Your task:
Supply the next part of the childhood bicycle memoir, picking up after its last sentence.

Source document:
━━━━━━

I think my bicycle was my best friend as a kid. It gave me incredible freedom. I was often gone from home for hours, pedaling all over town, playing and getting into slight tween trouble. There was a small dirt path behind the three large apartments on the main drag in town. The path was not big enough for more than one person across but we would squeeze two kids side by side and deal with the tree branches. Ironically, the new to town step-sons of our next door neighbor pointed out where the trail started and I rarely went on the main road after this discovery. This path spit out almost right in front of my favorite store: Always Open. It was perfect! The path was mostly unknown to adults and where I could escape. There was a little skate park area with kid-made mounds where most of the tweens and teenagers would gather. Some on bikes, some on foot, most just restless with summer boredom. I remember being told we did not buy anything at the store on the Sabbath. Whelp, you don’t know if I bought anything at the convenience store if you can’t see me. But this little known passageway offered me a secrecy I cherished.

━━━━━━

Stored items
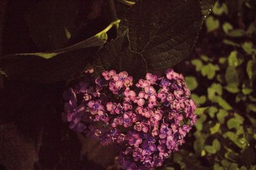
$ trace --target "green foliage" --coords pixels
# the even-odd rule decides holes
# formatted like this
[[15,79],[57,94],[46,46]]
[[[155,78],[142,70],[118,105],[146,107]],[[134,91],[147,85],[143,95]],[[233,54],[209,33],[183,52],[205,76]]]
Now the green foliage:
[[149,71],[163,69],[192,50],[202,24],[200,11],[195,0],[139,1],[126,13],[121,30],[129,29],[131,49],[143,55]]
[[[199,108],[196,110],[198,118],[193,134],[194,150],[189,154],[195,154],[200,165],[209,164],[202,169],[256,167],[255,153],[250,146],[256,139],[256,42],[252,39],[256,29],[250,24],[238,27],[234,22],[238,20],[234,18],[236,12],[243,16],[245,11],[252,10],[244,7],[246,3],[252,1],[216,3],[205,20],[207,32],[203,32],[206,34],[204,40],[196,46],[198,55],[190,62],[193,70],[184,73],[196,76],[198,82],[191,95]],[[235,5],[230,8],[232,3]],[[234,11],[235,7],[241,8]],[[243,8],[244,11],[241,11]],[[190,169],[190,164],[180,160],[176,162]]]
[[206,19],[205,24],[208,32],[212,32],[220,27],[220,21],[212,16]]
[[185,77],[185,82],[190,90],[193,91],[196,89],[198,84],[195,77],[186,76]]

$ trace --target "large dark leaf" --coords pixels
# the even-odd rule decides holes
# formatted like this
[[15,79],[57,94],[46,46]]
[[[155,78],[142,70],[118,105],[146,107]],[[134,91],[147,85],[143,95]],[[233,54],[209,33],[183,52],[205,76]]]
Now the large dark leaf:
[[150,71],[171,67],[189,53],[202,24],[197,0],[138,1],[125,17],[131,48]]
[[0,125],[0,164],[6,169],[33,169],[38,160],[35,145],[14,124]]
[[84,71],[97,48],[91,47],[67,52],[48,60],[36,55],[8,56],[1,59],[0,67],[12,80],[52,83],[72,78]]
[[67,32],[75,28],[79,2],[44,1],[25,15],[30,35],[41,50],[60,48],[67,43]]
[[211,13],[211,11],[216,3],[216,0],[200,0],[202,13],[204,18]]
[[129,46],[126,31],[99,52],[96,63],[98,71],[113,69],[118,72],[126,71],[135,78],[145,76],[145,59],[140,53],[132,52]]

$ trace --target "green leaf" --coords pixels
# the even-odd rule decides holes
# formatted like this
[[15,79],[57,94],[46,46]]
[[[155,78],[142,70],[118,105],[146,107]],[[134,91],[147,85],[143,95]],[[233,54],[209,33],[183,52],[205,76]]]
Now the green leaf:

━━━━━━

Response to this task:
A few weeks ago, I went to my niece’s graduation from Indiana University. First impressions, it was completely different from my own college graduation from Taylor University. The difference in sheer numbers is laughable. After close to some 9,000 students found a seat, the commencement began. And it was the student speaker that got me. The student speaker was diagnosed with stage IV cancer after her freshman year. First, an almost immediate trigger of guilt came. But in her speech, she said something that caught my heart. The detour IS the path. The detour IS the journey. And it clicked for me. I have been fighting so hard to get back to the road I think I’m supposed to be on instead of accepting that my detour is the journey and there is no other road to “get back on.” Figuring out my post-cancer life is my path. Living with side effects from treatment is my path. It sucks and also very freeing to acknowledge that perhaps, I am right where I’m supposed to be. Because while diagnosis and treatment were hard, that path was pretty straightforward. The recovery road? It is a crap shoot, literally. While I wish (read desperately desire) things were easier in my recovery, they aren’t and I can eventually be okay with my new road but the truth is, I still struggle accepting my new reality. Surely, I cannot be the only one on a new road. A road they did not see coming or on their bingo card for 2026. Who knows who else may be on a detour that is now the new, perhaps unwanted, journey.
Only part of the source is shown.